--- Material for this task ---

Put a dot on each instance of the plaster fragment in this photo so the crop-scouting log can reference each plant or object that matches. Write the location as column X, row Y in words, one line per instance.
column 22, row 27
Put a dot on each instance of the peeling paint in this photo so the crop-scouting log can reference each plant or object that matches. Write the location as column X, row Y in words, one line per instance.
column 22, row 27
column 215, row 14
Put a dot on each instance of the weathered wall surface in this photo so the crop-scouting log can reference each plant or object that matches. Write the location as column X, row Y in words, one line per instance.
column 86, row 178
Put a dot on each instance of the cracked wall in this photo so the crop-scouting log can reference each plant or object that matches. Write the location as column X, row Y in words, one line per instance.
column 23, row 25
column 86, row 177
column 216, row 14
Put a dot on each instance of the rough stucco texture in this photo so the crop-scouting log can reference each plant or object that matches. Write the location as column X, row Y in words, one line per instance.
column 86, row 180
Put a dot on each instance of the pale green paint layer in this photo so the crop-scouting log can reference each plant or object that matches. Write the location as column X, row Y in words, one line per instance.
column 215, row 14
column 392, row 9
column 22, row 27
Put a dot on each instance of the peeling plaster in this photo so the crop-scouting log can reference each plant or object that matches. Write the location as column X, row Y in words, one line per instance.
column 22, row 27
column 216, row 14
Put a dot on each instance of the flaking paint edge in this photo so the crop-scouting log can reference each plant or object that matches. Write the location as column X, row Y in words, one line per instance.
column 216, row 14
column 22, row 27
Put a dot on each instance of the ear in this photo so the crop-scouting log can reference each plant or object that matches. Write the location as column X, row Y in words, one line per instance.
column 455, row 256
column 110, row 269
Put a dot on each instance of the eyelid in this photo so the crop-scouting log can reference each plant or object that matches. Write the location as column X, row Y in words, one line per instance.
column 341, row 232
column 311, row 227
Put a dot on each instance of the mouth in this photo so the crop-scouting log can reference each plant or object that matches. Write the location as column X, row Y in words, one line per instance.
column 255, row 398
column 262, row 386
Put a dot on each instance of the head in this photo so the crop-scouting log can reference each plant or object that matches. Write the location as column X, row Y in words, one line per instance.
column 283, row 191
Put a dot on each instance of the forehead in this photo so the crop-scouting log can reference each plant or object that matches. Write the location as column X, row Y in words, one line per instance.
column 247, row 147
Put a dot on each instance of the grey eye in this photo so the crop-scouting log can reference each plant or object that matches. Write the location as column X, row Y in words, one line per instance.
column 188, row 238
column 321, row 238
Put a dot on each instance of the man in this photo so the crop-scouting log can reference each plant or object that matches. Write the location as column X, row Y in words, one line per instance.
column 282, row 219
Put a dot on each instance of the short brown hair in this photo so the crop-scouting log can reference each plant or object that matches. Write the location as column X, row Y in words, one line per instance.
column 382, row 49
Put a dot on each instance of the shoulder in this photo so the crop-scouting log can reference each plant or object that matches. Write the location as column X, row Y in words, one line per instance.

---

● What is expected
Rewrite everything from the line containing "Put a dot on each instance of the mouth" down to the line containing "column 262, row 386" as a Markdown table with the columns "Row" and "Text", one numbered row per line. Include only those lines and leave out any blank ones.

● Correct output
| Row | Text |
|---|---|
| 1 | Put a dot on each instance of the mouth in this photo so the crop-scouting log can reference each plant or object that matches. Write the location as column X, row Y in words, one line per instance. |
| 2 | column 255, row 398 |
| 3 | column 262, row 386 |